## TASK DATA
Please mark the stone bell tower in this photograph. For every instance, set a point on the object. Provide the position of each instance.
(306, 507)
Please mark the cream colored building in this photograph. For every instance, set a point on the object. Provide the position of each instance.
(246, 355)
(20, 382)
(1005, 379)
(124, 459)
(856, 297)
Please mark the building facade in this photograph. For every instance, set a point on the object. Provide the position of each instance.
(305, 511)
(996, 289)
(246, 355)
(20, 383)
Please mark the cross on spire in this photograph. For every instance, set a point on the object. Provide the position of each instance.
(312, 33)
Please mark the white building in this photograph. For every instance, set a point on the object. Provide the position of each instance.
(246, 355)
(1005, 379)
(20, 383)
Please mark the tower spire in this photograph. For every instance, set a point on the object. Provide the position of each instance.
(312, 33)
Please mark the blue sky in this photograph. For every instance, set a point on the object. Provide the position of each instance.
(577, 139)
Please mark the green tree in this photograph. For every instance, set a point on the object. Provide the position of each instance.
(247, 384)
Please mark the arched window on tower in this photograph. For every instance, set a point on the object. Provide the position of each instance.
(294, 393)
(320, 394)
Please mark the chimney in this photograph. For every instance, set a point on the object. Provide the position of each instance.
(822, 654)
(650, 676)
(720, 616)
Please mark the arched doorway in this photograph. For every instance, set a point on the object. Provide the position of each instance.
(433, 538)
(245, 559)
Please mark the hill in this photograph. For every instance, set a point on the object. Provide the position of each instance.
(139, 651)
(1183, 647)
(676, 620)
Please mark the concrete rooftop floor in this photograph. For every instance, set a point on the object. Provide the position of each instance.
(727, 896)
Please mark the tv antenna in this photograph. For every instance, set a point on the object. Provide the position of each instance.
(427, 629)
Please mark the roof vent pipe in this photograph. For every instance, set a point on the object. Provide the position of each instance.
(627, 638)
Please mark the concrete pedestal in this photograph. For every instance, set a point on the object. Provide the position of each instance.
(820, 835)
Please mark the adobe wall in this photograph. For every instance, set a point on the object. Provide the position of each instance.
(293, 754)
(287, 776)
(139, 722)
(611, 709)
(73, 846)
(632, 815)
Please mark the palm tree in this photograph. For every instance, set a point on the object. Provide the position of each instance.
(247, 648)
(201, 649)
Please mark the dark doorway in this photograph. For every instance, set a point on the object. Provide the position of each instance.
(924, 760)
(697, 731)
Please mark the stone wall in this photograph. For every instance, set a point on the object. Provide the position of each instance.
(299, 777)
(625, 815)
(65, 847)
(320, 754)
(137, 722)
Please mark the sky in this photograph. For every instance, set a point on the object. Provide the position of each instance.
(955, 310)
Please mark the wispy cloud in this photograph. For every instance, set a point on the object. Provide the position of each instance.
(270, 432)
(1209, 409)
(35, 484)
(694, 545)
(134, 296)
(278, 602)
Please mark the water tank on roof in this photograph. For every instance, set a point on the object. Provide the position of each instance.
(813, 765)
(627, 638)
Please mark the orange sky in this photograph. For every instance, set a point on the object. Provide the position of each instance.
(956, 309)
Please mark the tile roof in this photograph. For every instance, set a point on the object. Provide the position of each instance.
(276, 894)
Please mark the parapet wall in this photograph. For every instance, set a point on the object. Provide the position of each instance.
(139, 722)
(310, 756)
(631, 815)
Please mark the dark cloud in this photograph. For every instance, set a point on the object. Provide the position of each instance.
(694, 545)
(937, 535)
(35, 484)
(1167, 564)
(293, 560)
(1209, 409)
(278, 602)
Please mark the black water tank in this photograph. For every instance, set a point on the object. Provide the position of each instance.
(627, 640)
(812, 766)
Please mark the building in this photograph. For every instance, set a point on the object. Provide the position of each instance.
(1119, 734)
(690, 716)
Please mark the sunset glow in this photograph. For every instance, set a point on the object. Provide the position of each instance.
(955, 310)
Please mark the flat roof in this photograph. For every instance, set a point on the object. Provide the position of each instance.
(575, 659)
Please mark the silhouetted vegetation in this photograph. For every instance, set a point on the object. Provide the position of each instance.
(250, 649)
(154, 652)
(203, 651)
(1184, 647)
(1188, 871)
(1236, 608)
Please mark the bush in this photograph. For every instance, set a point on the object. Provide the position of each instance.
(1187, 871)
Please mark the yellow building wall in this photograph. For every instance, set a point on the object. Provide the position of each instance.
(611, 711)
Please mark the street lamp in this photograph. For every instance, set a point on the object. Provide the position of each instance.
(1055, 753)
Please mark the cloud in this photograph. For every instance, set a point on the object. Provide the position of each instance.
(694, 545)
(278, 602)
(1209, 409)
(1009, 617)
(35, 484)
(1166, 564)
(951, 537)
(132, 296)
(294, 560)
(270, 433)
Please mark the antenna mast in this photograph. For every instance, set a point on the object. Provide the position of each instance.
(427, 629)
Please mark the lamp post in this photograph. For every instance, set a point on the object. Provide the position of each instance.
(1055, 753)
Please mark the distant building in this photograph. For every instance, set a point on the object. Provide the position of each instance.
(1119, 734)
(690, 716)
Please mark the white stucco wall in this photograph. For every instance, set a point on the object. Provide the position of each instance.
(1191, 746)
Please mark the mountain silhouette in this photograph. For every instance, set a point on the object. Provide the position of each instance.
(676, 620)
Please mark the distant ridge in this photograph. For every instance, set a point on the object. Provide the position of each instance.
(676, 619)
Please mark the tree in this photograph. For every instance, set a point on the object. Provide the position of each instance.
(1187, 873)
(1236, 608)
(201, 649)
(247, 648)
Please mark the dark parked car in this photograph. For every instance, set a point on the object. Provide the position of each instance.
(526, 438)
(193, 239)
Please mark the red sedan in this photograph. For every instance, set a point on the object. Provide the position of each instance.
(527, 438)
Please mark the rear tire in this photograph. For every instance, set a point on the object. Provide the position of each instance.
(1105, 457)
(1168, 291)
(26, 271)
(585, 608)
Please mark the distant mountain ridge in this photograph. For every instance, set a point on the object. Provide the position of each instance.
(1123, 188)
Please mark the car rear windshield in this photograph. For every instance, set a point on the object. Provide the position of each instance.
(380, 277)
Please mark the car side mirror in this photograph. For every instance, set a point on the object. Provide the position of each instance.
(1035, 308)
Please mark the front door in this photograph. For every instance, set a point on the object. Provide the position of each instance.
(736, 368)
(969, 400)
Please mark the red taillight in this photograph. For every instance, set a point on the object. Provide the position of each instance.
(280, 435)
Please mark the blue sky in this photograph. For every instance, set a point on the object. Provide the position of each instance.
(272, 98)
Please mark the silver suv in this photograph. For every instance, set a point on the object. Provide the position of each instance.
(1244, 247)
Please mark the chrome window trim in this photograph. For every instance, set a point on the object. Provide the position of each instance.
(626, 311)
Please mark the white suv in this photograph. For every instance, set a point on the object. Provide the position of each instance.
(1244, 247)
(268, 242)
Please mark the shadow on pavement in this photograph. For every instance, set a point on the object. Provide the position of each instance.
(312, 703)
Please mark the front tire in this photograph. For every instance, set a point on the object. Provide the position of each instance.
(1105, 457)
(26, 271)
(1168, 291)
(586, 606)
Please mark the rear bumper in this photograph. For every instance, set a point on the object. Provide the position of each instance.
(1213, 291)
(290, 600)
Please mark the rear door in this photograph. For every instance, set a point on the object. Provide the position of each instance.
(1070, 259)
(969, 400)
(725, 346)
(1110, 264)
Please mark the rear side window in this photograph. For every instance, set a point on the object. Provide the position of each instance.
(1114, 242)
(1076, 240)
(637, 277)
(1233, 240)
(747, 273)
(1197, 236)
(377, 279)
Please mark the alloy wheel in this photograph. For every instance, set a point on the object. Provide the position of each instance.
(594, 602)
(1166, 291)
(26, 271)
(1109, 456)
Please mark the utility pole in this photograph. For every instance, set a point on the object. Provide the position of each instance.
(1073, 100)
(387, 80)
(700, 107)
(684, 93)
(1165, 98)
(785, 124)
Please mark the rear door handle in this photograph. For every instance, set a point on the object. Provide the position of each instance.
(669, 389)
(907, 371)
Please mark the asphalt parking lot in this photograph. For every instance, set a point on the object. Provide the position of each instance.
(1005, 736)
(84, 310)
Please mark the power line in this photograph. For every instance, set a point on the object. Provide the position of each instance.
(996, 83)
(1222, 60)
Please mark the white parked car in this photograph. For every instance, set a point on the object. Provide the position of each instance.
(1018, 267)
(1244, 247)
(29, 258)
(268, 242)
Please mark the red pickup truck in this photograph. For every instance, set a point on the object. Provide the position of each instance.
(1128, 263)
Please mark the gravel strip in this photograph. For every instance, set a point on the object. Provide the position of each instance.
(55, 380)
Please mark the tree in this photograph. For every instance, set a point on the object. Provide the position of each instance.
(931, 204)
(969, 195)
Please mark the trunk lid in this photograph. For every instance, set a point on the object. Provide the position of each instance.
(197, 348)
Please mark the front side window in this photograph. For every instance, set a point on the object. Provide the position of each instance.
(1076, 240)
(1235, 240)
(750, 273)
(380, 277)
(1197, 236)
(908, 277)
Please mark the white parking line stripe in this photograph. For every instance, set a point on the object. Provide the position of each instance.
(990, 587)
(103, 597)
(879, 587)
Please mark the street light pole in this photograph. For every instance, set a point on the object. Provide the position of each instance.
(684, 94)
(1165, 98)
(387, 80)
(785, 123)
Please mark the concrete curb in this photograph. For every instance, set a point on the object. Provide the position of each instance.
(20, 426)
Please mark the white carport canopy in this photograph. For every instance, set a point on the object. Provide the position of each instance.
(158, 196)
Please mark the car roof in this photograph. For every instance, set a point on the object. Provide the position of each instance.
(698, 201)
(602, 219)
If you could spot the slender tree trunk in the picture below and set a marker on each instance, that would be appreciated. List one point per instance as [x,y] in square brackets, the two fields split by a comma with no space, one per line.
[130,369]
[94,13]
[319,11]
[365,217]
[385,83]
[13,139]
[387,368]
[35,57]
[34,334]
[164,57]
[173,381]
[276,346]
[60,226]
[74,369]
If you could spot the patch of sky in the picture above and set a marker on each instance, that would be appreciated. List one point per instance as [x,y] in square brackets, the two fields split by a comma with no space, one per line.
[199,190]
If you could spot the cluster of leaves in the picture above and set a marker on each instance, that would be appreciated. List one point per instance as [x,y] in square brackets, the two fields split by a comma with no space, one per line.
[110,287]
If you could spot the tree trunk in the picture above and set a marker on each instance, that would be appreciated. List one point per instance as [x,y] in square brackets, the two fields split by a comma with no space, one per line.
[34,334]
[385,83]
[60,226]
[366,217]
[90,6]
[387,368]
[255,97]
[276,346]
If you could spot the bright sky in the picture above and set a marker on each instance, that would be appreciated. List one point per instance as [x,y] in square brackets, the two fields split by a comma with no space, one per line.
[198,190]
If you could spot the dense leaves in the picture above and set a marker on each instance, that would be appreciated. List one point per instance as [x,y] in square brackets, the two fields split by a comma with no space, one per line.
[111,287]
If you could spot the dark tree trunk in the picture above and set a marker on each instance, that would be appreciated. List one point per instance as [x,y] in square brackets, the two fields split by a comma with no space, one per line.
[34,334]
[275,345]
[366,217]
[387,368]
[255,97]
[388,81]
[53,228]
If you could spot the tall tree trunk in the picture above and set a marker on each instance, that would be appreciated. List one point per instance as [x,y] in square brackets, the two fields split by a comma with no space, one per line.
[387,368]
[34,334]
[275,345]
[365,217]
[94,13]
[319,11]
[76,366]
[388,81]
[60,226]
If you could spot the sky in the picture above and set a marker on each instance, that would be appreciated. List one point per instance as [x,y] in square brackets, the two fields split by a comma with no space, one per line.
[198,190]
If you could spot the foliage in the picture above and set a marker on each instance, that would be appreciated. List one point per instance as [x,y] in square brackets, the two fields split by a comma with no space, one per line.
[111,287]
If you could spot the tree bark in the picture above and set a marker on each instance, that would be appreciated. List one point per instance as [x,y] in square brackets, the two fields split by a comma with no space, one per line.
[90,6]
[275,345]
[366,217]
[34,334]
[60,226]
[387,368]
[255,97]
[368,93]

## PROBLEM
From the line containing "If you could spot the bright" down to the final line of the data, write out every line exactly; both the first and last of these belong in your answer, and nothing else does.

## EXPECTED ANSWER
If you could spot the bright sky in the picture above and set a marker on each instance, that would be appreciated. List one point per instance as [x,y] in square brackets, the two fields split by a comma with no space, one per line.
[198,190]
If you could spot the dense leaves in the picture above and set a marker on each instance, that would be appreciated. List one point per instance as [x,y] in square brackets, the two fields split by a comma with no space, one per line.
[111,287]
If you could spot the dark tree trunk in the picture above and set a marker on each instance, that would be appreciated. List one point per instance as [x,y] in square brackets, the two fields split by a comma with no space, one per line.
[34,334]
[275,345]
[366,217]
[387,368]
[255,97]
[388,81]
[53,228]
If you could spot the tall tree trunk in the picture above and set a marker on each instance, that would be appreciated. List one point per instance as [x,y] in square brackets, the two fields split by a comma with no space, one per line.
[387,368]
[34,334]
[275,345]
[365,217]
[94,13]
[319,11]
[76,366]
[388,81]
[60,226]
If you could spot the sky in the picture above and set a marker on each instance, that would be appreciated. List one point per instance as [x,y] in square brackets, the two fields split by a comma with no space, one per line.
[198,190]
If you could spot the foliage in the picture above and set a marker on each instance, that would be appreciated. List one point per instance as [x,y] in square brackets, the two fields split by a comma with no space, one per line.
[111,287]
If you could spot the tree bark in the picture above and set a marker on each instance, that would be appreciated. List one point per instance as [x,y] in square brackets, the two fields split by a comma with no space, one per line.
[90,6]
[275,345]
[366,217]
[34,334]
[60,226]
[387,368]
[255,97]
[368,93]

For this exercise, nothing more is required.